Every line of the entries below from the one containing "x=173 y=328" to the one containing "x=300 y=235", both ends included, must be written out exactly. No other line belongs in the answer.

..........

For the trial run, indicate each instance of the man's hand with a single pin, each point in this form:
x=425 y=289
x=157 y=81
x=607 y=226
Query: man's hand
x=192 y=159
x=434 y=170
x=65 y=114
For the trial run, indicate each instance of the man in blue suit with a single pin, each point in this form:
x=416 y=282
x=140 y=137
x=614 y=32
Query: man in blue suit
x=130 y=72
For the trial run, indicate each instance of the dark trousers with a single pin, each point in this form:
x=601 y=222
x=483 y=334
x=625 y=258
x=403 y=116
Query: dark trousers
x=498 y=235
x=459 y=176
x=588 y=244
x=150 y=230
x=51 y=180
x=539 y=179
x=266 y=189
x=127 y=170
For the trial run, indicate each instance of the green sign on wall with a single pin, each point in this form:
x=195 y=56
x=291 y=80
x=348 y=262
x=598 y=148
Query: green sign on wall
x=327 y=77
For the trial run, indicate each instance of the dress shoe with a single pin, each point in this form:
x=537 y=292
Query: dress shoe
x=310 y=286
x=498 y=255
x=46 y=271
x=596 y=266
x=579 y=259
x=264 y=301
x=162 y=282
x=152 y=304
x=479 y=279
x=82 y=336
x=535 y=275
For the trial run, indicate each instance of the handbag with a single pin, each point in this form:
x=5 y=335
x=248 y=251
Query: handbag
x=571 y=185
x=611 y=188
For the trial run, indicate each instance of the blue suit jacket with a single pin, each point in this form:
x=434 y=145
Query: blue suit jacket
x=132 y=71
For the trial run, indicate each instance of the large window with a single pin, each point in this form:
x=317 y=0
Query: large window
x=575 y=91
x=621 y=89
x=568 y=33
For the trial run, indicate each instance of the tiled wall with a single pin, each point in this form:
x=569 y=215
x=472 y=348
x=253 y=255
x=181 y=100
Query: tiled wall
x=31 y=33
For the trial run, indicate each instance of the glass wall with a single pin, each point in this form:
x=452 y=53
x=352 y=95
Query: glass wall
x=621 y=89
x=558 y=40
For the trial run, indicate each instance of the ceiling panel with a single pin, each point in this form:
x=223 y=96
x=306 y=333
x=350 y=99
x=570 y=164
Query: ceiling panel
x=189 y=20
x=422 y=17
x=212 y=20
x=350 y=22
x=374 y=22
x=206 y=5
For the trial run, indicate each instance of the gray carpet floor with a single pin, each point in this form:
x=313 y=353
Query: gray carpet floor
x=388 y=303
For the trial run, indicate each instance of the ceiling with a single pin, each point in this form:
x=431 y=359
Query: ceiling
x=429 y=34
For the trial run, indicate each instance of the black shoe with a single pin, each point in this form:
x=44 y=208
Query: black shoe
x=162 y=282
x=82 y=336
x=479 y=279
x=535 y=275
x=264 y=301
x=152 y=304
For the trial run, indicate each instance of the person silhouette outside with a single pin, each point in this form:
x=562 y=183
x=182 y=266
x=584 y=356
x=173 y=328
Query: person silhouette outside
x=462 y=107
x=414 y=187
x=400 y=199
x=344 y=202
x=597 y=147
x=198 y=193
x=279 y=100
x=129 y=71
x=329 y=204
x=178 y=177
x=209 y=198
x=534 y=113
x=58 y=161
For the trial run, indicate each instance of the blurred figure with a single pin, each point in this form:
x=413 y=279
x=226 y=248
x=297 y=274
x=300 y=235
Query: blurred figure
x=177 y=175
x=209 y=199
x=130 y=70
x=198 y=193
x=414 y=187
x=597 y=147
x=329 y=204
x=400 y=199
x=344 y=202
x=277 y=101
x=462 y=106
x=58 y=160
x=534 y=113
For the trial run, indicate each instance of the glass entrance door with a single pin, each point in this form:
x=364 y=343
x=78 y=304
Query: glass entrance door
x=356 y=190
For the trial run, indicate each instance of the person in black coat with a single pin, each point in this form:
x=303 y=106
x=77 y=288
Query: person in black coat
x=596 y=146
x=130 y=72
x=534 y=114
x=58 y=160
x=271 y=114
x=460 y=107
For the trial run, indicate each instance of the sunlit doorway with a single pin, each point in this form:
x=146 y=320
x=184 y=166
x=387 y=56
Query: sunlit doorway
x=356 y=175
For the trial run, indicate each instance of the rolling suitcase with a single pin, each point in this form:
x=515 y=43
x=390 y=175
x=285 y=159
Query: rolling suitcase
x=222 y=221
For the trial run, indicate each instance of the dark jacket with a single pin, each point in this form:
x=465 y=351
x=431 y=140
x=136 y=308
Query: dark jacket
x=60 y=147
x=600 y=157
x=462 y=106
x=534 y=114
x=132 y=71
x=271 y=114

..........

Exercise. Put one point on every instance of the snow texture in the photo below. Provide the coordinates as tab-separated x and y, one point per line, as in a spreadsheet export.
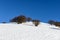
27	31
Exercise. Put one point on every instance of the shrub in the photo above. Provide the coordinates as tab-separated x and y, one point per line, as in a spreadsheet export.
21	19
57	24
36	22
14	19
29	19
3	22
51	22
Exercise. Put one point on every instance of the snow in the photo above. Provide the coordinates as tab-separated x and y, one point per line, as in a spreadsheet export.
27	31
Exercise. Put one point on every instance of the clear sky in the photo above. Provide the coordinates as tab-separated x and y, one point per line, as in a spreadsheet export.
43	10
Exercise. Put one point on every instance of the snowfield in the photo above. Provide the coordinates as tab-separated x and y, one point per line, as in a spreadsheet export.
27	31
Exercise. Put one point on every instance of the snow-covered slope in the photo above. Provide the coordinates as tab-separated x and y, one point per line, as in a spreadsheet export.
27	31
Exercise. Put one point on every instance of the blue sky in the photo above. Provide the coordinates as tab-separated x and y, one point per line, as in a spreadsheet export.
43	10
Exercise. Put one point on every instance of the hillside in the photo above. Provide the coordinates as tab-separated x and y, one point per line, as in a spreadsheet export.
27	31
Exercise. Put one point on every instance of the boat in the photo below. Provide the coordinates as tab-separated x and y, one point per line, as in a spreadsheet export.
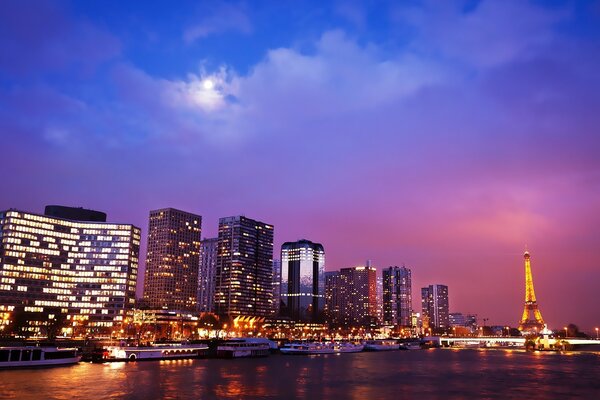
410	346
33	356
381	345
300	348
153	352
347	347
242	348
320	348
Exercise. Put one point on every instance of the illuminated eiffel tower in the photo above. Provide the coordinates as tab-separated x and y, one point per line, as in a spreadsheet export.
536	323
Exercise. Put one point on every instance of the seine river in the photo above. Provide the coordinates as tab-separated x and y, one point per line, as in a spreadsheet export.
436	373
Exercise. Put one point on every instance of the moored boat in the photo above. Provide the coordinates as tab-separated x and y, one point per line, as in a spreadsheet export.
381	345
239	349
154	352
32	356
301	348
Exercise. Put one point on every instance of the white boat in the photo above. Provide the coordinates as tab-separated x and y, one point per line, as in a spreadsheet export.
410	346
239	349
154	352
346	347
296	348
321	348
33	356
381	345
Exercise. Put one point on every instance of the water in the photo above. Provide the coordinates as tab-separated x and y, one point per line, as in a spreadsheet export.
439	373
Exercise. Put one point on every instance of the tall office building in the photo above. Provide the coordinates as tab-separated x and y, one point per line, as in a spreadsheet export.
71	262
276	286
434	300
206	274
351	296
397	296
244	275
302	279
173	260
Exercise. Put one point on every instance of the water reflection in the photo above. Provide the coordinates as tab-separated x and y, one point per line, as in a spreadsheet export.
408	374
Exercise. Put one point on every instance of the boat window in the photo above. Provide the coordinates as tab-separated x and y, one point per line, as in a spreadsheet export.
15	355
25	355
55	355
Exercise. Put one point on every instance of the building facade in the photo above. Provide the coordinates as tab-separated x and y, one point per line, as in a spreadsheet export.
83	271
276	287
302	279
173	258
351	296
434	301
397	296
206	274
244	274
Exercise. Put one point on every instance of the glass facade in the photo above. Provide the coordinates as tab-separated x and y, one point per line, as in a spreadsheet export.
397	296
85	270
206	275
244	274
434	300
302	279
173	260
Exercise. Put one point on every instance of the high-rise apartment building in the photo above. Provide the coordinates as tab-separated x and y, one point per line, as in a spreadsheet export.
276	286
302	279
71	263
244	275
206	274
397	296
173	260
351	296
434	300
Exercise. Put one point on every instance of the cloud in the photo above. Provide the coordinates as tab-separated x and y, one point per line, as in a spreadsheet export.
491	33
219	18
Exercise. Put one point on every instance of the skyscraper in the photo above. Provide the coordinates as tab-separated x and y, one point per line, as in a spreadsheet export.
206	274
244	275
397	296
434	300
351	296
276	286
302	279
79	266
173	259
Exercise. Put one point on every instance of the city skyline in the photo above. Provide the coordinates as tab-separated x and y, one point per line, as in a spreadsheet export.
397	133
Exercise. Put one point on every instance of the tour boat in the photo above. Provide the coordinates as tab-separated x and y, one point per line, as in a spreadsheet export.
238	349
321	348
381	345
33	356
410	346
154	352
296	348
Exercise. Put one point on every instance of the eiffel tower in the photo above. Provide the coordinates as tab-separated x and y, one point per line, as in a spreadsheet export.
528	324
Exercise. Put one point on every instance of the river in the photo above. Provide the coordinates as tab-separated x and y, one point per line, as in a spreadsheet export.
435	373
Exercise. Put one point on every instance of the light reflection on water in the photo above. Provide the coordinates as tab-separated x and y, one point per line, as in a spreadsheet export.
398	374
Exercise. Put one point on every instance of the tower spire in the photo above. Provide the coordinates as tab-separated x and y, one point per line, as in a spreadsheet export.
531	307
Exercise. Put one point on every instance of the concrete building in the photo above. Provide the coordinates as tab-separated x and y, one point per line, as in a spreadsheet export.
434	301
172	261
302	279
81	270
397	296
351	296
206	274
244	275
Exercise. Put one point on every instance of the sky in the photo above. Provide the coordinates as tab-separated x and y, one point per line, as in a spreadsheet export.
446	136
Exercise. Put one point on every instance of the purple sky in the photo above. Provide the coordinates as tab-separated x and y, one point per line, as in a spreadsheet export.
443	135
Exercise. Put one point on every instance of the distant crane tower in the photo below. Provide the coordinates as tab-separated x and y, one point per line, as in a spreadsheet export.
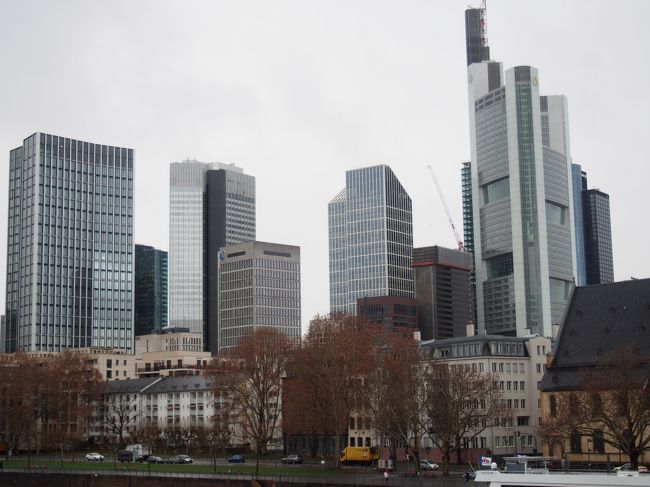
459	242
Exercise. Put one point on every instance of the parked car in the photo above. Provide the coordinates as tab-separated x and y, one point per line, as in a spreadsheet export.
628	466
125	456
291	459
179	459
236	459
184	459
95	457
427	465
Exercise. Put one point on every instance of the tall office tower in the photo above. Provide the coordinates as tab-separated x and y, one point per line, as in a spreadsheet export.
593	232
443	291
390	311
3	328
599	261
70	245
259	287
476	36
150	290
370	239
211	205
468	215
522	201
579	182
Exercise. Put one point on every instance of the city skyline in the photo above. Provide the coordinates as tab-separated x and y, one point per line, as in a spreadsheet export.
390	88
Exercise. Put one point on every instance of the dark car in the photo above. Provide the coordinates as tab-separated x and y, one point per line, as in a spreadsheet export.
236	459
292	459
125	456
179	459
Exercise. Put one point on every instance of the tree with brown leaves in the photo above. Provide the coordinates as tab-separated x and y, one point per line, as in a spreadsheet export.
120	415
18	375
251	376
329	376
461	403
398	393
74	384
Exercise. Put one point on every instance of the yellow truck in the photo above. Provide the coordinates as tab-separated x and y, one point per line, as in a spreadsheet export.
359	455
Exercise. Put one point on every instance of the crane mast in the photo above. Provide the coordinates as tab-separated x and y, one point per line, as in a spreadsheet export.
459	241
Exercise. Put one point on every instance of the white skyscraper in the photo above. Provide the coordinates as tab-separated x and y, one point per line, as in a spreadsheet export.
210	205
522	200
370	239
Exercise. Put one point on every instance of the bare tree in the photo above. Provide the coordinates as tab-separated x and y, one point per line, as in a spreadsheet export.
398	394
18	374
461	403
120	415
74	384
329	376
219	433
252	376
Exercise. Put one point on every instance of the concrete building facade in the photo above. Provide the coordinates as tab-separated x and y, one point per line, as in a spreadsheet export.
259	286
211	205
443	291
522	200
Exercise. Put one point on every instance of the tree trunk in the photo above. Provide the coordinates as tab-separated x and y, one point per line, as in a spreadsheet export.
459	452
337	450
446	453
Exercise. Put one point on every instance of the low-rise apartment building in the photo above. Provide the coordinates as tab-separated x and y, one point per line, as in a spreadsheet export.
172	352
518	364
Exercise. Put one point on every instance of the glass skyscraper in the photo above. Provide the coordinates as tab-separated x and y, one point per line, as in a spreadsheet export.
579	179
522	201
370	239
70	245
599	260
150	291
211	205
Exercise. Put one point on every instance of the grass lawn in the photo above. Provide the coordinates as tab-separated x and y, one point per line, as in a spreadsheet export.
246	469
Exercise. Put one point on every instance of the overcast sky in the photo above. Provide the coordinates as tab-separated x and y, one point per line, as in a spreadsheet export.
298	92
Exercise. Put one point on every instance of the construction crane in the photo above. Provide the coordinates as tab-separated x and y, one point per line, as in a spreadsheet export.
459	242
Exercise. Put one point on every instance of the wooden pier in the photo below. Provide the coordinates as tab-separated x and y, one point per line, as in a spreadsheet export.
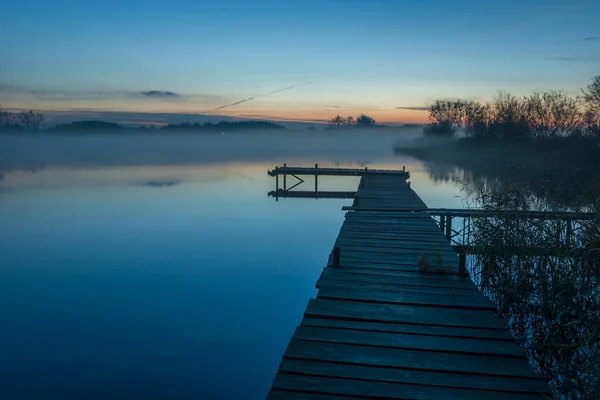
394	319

..........

> **ANSWER FOR THIS EXERCISE**
x=173 y=328
Query: person silhouette outside
x=462 y=107
x=414 y=187
x=400 y=199
x=344 y=202
x=597 y=147
x=198 y=193
x=279 y=100
x=129 y=71
x=329 y=204
x=178 y=177
x=209 y=198
x=534 y=113
x=58 y=161
For the trial run, indicate each instance of the blurred figure with a single pin, each point in this form:
x=413 y=279
x=226 y=248
x=297 y=274
x=300 y=235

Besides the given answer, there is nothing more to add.